Page:
[start]

The playoffs started on 20 February 2013 with the top eight teams from both conferences and ended on 17 April with the last game of the Gagarin Cup final.

During the first three rounds home ice was determined by seeding number within the Conference, not position on the bracket. In the Finals the team with better seeding number had home ice advantage. If the seeding numbers were equal, the regular season record was taken into account.

===Player statistics===

====Playoff scoring leaders====

GP = Games played; G = Goals; A = Assists; Pts = Points; +/– = P Plus–minus; PIM = Penalty minutes

| Player | Team | GP | G | A | Pts | +/– | PIM |
|---|---|---|---|---|---|---|---|
| Petri Kontiola | Traktor Chelyabinsk | 25 | 10 | 9 | 19 | +10 | 12 |
| Viktor Tikhonov | SKA Saint Petersburg | 15 | 10 | 8 | 18 | +11 | 20 |
| Jakub Petružálek | Dynamo Moscow | 19 | 9 | 7 | 16 | +4 | 4 |
| Tony Mårtensson | SKA Saint Petersburg | 15 | 6 | 10 | 16 | +8 | 8 |
| Denis Kokarev | Dynamo Moscow | 18 | 1 | 15 | 16 | +11 | 0 |

====Playoff leading goaltenders====
Updated on 17 April 2013. Source: khl.ru

GP = Games played; Min = Minutes played; W = Wins; L = Losses; SOL = Shootout losses; GA = Goals against; SO = Shutouts; SV% = Save percentage; GAA = Goals against average

| Player | Team | GP | Min | W | L | SOP | GA | SO | SV% | GAA |
|---|---|---|---|---|---|---|---|---|---|---|
| Alexander Eremenko | Dynamo Moscow | 21 | 1309:24 | 16 | 5 | 0 | 38 | 3 | 93.4 | 1.74 |
| Rastislav Staňa | CSKA Moscow | 9 | 551:12 | 5 | 4 | 0 | 16 | 0 | 93.9 | 1.74 |
| Konstantin Barulin | Ak Bars Kazan | 18 | 1233:41 | 11 | 7 | 0 | 36 | 2 | 94.1 | 1.75 |
| Ilya Ezhov | SKA Saint Petersburg | 11 | 645:27 | 6 | 4 | 0 | 19 | 2 | 93.3 | 1.77 |
| Jeff Glass | Sibir Novosibirsk | 7 | 406:47 | 3 | 4 | 0 | 12 | 2 | 94.1 | 1.77 |

==Nadezhda Cup==

Preliminary round
- Dinamo Riga vs Torpedo Nizhny Novgorod(4–1, 3–4, Riga wins extra overtime)

[end]

Recorded information:
[start]

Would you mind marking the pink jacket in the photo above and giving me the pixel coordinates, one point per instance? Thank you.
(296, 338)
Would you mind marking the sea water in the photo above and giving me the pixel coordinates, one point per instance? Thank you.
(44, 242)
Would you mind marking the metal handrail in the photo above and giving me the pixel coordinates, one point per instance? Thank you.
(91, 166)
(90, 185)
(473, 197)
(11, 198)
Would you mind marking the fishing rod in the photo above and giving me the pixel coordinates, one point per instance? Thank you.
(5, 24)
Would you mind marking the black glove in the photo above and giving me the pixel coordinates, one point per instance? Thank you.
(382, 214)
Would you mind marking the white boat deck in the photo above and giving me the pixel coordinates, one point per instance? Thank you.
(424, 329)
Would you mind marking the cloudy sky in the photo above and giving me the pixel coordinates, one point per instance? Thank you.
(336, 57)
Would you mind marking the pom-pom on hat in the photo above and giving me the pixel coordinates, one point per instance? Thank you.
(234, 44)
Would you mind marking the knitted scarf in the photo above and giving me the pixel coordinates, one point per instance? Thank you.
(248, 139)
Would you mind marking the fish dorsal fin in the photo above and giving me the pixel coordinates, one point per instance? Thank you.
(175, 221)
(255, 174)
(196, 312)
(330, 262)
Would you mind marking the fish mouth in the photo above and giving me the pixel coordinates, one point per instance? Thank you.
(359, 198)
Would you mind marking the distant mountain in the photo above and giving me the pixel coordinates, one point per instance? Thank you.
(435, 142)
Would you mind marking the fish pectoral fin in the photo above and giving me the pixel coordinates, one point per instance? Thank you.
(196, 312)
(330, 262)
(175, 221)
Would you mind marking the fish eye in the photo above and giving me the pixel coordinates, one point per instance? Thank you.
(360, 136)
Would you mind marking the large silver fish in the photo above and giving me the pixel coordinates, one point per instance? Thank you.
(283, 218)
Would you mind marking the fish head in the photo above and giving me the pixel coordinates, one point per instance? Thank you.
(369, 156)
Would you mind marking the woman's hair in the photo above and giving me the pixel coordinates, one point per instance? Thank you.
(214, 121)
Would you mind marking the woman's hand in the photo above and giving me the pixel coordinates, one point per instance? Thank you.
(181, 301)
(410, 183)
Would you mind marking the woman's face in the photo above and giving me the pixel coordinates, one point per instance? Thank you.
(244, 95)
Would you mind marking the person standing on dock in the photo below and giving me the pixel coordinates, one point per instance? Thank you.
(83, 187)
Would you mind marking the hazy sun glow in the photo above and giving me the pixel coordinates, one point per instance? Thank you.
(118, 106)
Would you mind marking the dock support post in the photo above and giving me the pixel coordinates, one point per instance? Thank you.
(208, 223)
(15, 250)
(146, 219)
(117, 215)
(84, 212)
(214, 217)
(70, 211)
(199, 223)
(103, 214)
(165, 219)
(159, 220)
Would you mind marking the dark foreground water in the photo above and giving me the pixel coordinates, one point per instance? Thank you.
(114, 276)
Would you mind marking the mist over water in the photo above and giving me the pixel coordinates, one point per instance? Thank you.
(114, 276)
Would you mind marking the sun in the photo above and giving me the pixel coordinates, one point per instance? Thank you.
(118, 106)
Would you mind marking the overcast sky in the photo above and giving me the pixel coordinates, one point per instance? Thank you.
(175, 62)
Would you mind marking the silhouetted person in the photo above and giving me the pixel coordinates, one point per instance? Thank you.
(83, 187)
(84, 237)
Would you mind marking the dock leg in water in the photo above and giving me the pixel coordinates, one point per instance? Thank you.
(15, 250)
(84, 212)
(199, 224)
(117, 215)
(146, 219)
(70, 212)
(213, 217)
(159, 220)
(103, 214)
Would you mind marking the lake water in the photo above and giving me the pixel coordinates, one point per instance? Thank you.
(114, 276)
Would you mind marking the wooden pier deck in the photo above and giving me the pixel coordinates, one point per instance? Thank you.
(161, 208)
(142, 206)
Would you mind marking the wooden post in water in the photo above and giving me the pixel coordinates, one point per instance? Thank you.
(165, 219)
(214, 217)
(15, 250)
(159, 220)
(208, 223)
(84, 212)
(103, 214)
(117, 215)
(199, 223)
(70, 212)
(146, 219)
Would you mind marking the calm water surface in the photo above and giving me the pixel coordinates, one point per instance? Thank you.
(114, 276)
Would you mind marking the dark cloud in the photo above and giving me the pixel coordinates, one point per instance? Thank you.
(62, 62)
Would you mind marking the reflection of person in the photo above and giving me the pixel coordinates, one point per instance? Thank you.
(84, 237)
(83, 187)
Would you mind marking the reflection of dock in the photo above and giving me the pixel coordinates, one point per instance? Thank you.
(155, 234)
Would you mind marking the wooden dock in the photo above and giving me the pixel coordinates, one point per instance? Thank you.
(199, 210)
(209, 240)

[end]

Requests:
1. Return the part of the passage on the 2013 hockey playoffs starting with "GP = Games played; Min" and going on through "wins extra overtime)".
2. Write the next part of the passage on the 2013 hockey playoffs, picking up after its last line.
The items are separate from the passage on the 2013 hockey playoffs.

Responses by task:
1.
GP = Games played; Min = Minutes played; W = Wins; L = Losses; SOL = Shootout losses; GA = Goals against; SO = Shutouts; SV% = Save percentage; GAA = Goals against average

| Player | Team | GP | Min | W | L | SOP | GA | SO | SV% | GAA |
|---|---|---|---|---|---|---|---|---|---|---|
| Alexander Eremenko | Dynamo Moscow | 21 | 1309:24 | 16 | 5 | 0 | 38 | 3 | 93.4 | 1.74 |
| Rastislav Staňa | CSKA Moscow | 9 | 551:12 | 5 | 4 | 0 | 16 | 0 | 93.9 | 1.74 |
| Konstantin Barulin | Ak Bars Kazan | 18 | 1233:41 | 11 | 7 | 0 | 36 | 2 | 94.1 | 1.75 |
| Ilya Ezhov | SKA Saint Petersburg | 11 | 645:27 | 6 | 4 | 0 | 19 | 2 | 93.3 | 1.77 |
| Jeff Glass | Sibir Novosibirsk | 7 | 406:47 | 3 | 4 | 0 | 12 | 2 | 94.1 | 1.77 |

==Nadezhda Cup==

Preliminary round
- Dinamo Riga vs Torpedo Nizhny Novgorod(4–1, 3–4, Riga wins extra overtime)

2.
- Spartak Moscow vs Vityaz Chekhov (2–2, 1–0)

== Final standings ==

| Rank | Team |
|---|---|
| 1 | RUS Dynamo Moscow |
| 2 | RUS Traktor Chelyabinsk |
| 3 | RUS SKA Saint Petersburg |
| 4 | RUS Ak Bars Kazan |
| 5 | RUS Avangard Omsk |
| 6 | RUS CSKA Moscow |
| 7 | RUS Salavat Yulaev Ufa |
| 8 | RUS Severstal Cherepovets |
| 9 | RUS Metallurg Magnitogorsk |
| 10 | RUS Lokomotiv Yaroslavl |
| 11 | KAZ Barys Astana |
| 12 | RUS Sibir Novosibirsk |
| 13 | SVK Slovan Bratislava |
| 14 | RUS Neftekhimik Nizhnekamsk |
| 15 | CZE Lev Prague |
| 16 | RUS Atlant Moscow Oblast |
| 17 | RUS Yugra Khanty-Mansiysk |
| 18 | UKR HC Donbass |
| 19 | BLR Dinamo Minsk |
| 20 | RUS Torpedo Nizhny Novgorod |
| 21 | RUS Metallurg Novokuznetsk |
| 22 | RUS Vityaz Chekhov |
| 23 | RUS Spartak Moscow |
| 24 | LAT Dinamo Riga |
| 25 | RUS Amur Khabarovsk |
| 26 | RUS Avtomobilist Yekaterinburg |

==Awards==

===Players of the Month===

Best KHL players of each month.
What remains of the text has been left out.